>> Start

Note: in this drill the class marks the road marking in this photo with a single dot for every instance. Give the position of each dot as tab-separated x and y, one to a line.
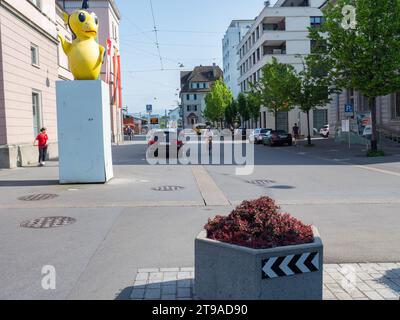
345	161
377	170
96	205
211	193
311	202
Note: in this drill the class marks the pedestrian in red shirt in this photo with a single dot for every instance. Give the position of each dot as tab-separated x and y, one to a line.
42	139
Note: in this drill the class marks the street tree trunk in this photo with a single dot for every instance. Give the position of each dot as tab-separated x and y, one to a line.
308	128
374	136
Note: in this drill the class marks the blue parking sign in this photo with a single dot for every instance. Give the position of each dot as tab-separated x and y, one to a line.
348	108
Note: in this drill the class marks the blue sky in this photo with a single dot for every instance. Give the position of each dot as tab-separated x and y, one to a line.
190	32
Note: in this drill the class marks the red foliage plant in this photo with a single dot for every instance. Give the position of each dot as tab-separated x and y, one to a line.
258	224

>> End

# Written request
Duplicate every line of the items above verbatim, omitting the pictures.

# Correct answer
Note: in this drill the class marks the road marking in this photo with a single dot for every instance. Give the position of each dot as tab-separated x and y, one to a line.
345	161
377	170
96	205
211	193
311	202
Note: in this drill the class marks the pedestrian in red shirt in this photo with a single dot for every instance. Give the position of each dot as tab-separated x and y, one to a line.
42	139
Note: in this drill the class marks the street tree trunk in this photo with a single dot for every instance. Give the position of each dot as tab-separated x and y, one to a line.
308	128
374	136
Note: in this drill the class marks the blue parking sign in this photo with a single dot for every instance. Give the position of each dot as tab-separated x and y, one to a line.
348	108
Note: in this drill the class marks the blue sky in this photo with a single dot for every instance. Give the position of each dot as tab-separated x and y, one to a line.
190	32
Note: in this drill the class marks the red foliage plant in this photo with a single dot for every instance. Give the position of each dot as tab-separated x and y, one to a line.
258	224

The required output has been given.